--- Start of Records provided ---

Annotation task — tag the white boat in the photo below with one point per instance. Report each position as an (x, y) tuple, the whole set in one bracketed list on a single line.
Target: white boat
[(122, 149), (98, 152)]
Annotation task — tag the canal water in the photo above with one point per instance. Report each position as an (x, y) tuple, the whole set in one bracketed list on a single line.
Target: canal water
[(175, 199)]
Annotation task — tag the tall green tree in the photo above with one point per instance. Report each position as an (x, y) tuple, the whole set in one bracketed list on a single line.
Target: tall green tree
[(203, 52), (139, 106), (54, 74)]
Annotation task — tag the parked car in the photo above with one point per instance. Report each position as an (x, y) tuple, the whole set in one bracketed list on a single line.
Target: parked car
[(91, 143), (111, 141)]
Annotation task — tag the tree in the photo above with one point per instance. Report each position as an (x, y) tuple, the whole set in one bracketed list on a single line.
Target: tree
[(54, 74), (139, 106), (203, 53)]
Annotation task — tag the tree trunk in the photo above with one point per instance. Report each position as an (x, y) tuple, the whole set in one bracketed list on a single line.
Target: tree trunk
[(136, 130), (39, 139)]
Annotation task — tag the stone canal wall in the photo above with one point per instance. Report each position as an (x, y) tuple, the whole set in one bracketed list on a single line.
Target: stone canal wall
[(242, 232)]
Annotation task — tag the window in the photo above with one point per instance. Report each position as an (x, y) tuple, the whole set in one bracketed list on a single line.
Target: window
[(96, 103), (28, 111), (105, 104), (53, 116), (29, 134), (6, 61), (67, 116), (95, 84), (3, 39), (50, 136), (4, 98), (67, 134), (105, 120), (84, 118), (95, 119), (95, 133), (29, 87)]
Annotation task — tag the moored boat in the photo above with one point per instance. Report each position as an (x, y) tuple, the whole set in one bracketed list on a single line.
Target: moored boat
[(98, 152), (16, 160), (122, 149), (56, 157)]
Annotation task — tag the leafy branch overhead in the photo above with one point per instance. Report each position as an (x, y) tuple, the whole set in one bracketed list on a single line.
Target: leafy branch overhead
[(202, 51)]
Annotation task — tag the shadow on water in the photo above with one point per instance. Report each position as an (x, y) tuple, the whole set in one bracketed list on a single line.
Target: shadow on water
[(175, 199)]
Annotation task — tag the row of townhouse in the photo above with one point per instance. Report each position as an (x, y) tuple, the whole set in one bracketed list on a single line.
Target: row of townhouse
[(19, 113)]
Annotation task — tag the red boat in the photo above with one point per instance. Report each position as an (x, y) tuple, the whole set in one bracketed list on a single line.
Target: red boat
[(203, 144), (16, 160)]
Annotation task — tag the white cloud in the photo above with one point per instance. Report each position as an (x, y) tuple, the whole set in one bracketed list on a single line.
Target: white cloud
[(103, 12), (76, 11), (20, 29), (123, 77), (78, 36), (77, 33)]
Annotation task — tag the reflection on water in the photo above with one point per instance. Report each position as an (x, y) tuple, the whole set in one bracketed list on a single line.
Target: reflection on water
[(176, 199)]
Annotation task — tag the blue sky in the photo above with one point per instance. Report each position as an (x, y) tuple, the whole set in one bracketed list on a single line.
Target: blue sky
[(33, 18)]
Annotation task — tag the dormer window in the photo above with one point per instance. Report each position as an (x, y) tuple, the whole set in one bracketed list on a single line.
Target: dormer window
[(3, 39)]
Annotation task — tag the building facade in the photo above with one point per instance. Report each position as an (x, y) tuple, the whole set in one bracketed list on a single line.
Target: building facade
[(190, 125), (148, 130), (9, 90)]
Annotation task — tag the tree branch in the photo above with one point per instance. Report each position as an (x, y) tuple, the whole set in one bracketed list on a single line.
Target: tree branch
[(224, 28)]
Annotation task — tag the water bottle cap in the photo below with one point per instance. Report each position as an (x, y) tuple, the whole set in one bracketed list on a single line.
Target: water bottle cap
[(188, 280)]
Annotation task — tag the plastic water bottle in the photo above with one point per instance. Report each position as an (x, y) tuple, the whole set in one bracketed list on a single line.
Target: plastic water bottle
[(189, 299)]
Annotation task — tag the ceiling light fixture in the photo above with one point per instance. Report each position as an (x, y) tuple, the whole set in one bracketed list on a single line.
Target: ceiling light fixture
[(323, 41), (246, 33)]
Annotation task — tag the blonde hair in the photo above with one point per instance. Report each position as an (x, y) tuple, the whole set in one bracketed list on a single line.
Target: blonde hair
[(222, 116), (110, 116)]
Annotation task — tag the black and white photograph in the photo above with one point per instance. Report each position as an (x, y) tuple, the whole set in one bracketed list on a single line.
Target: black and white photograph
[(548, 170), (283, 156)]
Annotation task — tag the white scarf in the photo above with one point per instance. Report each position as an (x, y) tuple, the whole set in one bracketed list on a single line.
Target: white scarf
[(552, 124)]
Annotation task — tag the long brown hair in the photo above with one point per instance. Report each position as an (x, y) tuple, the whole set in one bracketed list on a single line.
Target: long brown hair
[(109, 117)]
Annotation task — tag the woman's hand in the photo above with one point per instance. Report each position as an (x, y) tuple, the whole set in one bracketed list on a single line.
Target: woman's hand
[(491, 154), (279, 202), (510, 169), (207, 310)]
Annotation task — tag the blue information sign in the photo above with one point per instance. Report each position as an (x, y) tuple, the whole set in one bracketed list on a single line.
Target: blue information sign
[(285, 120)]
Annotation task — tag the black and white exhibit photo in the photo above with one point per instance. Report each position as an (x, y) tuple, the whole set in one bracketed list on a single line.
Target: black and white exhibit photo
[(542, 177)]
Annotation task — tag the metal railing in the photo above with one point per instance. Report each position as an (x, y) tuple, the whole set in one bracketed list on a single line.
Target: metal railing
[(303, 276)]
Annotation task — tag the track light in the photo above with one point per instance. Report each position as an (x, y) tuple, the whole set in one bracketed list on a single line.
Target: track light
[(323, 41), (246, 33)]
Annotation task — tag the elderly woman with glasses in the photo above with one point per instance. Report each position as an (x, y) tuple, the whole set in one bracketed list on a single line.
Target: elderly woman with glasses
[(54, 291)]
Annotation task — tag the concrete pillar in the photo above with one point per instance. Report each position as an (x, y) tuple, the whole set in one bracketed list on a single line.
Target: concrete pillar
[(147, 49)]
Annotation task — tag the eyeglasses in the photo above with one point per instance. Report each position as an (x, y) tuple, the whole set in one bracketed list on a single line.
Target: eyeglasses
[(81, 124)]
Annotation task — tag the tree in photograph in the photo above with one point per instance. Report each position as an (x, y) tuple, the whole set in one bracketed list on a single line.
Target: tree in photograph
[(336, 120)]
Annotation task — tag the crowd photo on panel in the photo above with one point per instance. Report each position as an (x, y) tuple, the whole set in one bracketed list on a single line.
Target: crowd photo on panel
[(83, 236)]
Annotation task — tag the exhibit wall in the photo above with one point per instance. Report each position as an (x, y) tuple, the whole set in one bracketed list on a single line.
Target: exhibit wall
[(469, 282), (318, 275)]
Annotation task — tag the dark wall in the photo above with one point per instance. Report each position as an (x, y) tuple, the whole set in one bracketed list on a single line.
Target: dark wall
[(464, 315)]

--- End of Records provided ---

■ Stated exercise
Convert every line of the listing above into a JSON list of strings, one string per line, omitting blank lines.

■ Finished answer
[
  "Annotation task — tag the white boat in the photo below with one point per instance. Report each position as an (x, y) tuple, the whole set in one bracketed list on a single line.",
  "Target: white boat",
  "[(122, 149), (98, 152)]",
  "Annotation task — tag the canal water in the photo above with one point per instance. Report each position as an (x, y) tuple, the whole set in one bracketed list on a single line.",
  "Target: canal water",
  "[(175, 199)]",
  "Annotation task — tag the tall green tree in the photo above with one point per instance. Report each position as an (x, y) tuple, the whole set in one bracketed list on a single line.",
  "Target: tall green tree",
  "[(203, 52), (139, 106), (54, 74)]",
  "Annotation task — tag the parked car in the photo above with one point per instance. Report each position as an (x, y) tuple, the whole set in one bracketed list on a single line.",
  "Target: parked car",
  "[(91, 143), (111, 141)]",
  "Annotation task — tag the tree in the photo above with one point per instance. Report each position as an (x, y) tuple, the whole set in one bracketed list on a single line.",
  "Target: tree",
  "[(54, 74), (139, 106), (203, 53)]",
  "Annotation task — tag the tree trunk in the photo above with one point per instance. Report each position as an (x, y) tuple, the whole set in one bracketed list on a single line.",
  "Target: tree trunk",
  "[(136, 130), (39, 139)]",
  "Annotation task — tag the stone canal wall in the photo above with one point per instance. Report each position as an (x, y) tuple, the whole set in one bracketed list on a single line.",
  "Target: stone canal wall",
  "[(242, 232)]",
  "Annotation task — tag the window in the photo above with one point per instance. Report each position as an (x, y) tuple, the whole set in one bracketed list on a single line.",
  "Target: window",
  "[(96, 103), (28, 111), (105, 104), (53, 116), (29, 134), (6, 61), (67, 116), (95, 84), (3, 39), (50, 136), (4, 98), (67, 134), (105, 120), (84, 118), (95, 119), (95, 133), (29, 87)]",
  "Annotation task — tag the moored boat in the photo above with one point per instance. Report each position as an (x, y) tuple, the whole set in one bracketed list on a single line.",
  "Target: moored boat",
  "[(98, 152), (16, 160), (122, 149), (56, 157)]",
  "Annotation task — tag the leafy branch overhead in the photo above with one point per instance. Report each position as an (x, y) tuple, the whole set in one bracketed list on a single line.",
  "Target: leafy branch overhead",
  "[(202, 51)]",
  "Annotation task — tag the shadow on water in the photo above with one point per instance. Report each position as an (x, y) tuple, the whole set in one bracketed list on a single line.",
  "Target: shadow on water",
  "[(175, 199)]",
  "Annotation task — tag the row of townhouse in the photo above with one point per instance. Report each position as an (x, y) tuple, the whole set in one bracketed list on a single line.",
  "Target: row of townhouse",
  "[(19, 113)]",
  "Annotation task — tag the red boat in the photo above with one point per instance. Report each position as an (x, y) tuple, the whole set in one bracketed list on a single line.",
  "Target: red boat",
  "[(203, 144), (16, 160)]",
  "Annotation task — tag the white cloud in the photo above with one point per instance. Report each position as an (x, y) tuple, the whole set in one bracketed list on a single line.",
  "Target: white cloud",
  "[(103, 12), (76, 11), (20, 29), (123, 77), (78, 36), (77, 33)]",
  "Annotation task — tag the reflection on water in the photo above with one point per instance. Report each position as an (x, y) tuple, the whole set in one bracketed list on a single line.",
  "Target: reflection on water",
  "[(176, 199)]",
  "Annotation task — tag the blue sky in the photo above with one point per instance. Report each position as an (x, y) tuple, the whole set in one bracketed list on a single line.",
  "Target: blue sky",
  "[(33, 18)]",
  "Annotation task — tag the dormer window in the photo above with one point per instance. Report each position as an (x, y) tuple, the whole set in one bracketed list on a single line.",
  "Target: dormer window",
  "[(3, 39)]",
  "Annotation task — tag the building facade in the photo above with one point per instance. Report each position as an (x, y) tuple, the whole set in one bracketed list on a single line.",
  "Target: building facade",
  "[(190, 125), (148, 130), (9, 90)]",
  "Annotation task — tag the tree branch in the photo above with one point per instance. Report each position as an (x, y) tuple, the whole set in one bracketed list on a single line.",
  "Target: tree branch",
  "[(224, 28)]",
  "Annotation task — tag the water bottle cap in the photo below with one point per instance. Report each position as an (x, y) tuple, the whole set in one bracketed list on a single line.",
  "Target: water bottle cap",
  "[(188, 280)]",
  "Annotation task — tag the plastic water bottle in the photo above with one point per instance. Report each position as an (x, y) tuple, the whole set in one bracketed list on a single line.",
  "Target: plastic water bottle",
  "[(189, 299)]",
  "Annotation task — tag the ceiling light fixture in the photo above with one point per instance. Report each position as an (x, y) tuple, the whole set in one bracketed list on a single line.",
  "Target: ceiling light fixture",
  "[(323, 41), (246, 33)]",
  "Annotation task — tag the blonde hair in the photo above with one point per instance. Report each position as an (x, y) tuple, the whole set in one bracketed list on a single line.",
  "Target: blonde hair",
  "[(222, 116), (110, 116)]",
  "Annotation task — tag the black and white photograph in the photo above with one point per instance. Report each position as an (x, y) tuple, the whole set in one bracketed list on a single line.",
  "Target: black and white photograph",
  "[(548, 170), (283, 156)]",
  "Annotation task — tag the white scarf in the photo above with one point per instance. Report each position as an (x, y) tuple, the whole set in one bracketed list on a single line.",
  "Target: white scarf",
  "[(552, 124)]",
  "Annotation task — tag the long brown hair in the photo above with one point per instance. Report each position as an (x, y) tuple, the whole set in one bracketed list on a single line.",
  "Target: long brown hair",
  "[(109, 117)]",
  "Annotation task — tag the woman's hand in the photo above with one point per instance. Report each position as an (x, y) tuple, the whole set in one bracketed list on a single line.",
  "Target: woman's hand",
  "[(491, 154), (279, 202), (510, 169), (207, 310)]",
  "Annotation task — tag the blue information sign in the photo above with one point per instance. Report each position as an (x, y) tuple, the whole set in one bracketed list on a single line.",
  "Target: blue information sign",
  "[(285, 120)]",
  "Annotation task — tag the black and white exhibit photo in the photo above with one point per instance. Report each position as an (x, y) tuple, the whole set in one bracketed list on a single line.",
  "Target: black and white exhibit photo",
  "[(542, 177)]",
  "Annotation task — tag the metal railing in the photo above with one point per instance. Report each position as an (x, y) tuple, the whole set in one bracketed list on a single line.",
  "Target: metal railing",
  "[(303, 276)]",
  "Annotation task — tag the track light in the photo above with one point per instance. Report each position as an (x, y) tuple, the whole set in one bracketed list on a single line.",
  "Target: track light",
  "[(323, 41), (246, 33)]",
  "Annotation task — tag the elderly woman with glasses in the photo above with one point per instance. Report each position as an (x, y) tuple, the whole set in one bracketed list on a single line.",
  "Target: elderly woman with glasses",
  "[(54, 291)]",
  "Annotation task — tag the concrete pillar in the photo above with one point per instance. Report each position as an (x, y) tuple, the whole set in one bracketed list on a single line.",
  "Target: concrete pillar",
  "[(147, 49)]",
  "Annotation task — tag the eyeglasses in the photo above with one point per instance. Report each position as an (x, y) tuple, the whole set in one bracketed list on a single line.",
  "Target: eyeglasses",
  "[(81, 124)]",
  "Annotation task — tag the tree in photograph in the photo above with one point per instance. Report each position as an (x, y) tuple, the whole set in one bracketed list on a single line.",
  "Target: tree in photograph",
  "[(336, 120)]",
  "Annotation task — tag the crowd photo on panel in the photo above with one point per instance. Report each position as an (x, y) tuple, the whole set in one bracketed list on a single line.",
  "Target: crowd photo on panel",
  "[(83, 236)]",
  "Annotation task — tag the exhibit wall in the photo above with one point per instance. Report each position as an (x, y) tuple, the whole set in one bracketed list on a single line.",
  "Target: exhibit wall",
  "[(469, 282), (318, 275)]",
  "Annotation task — tag the dark wall in the photo above with one point per instance. Report each position as an (x, y) tuple, the whole set in one bracketed list on a single line.",
  "Target: dark wall",
  "[(464, 315)]"
]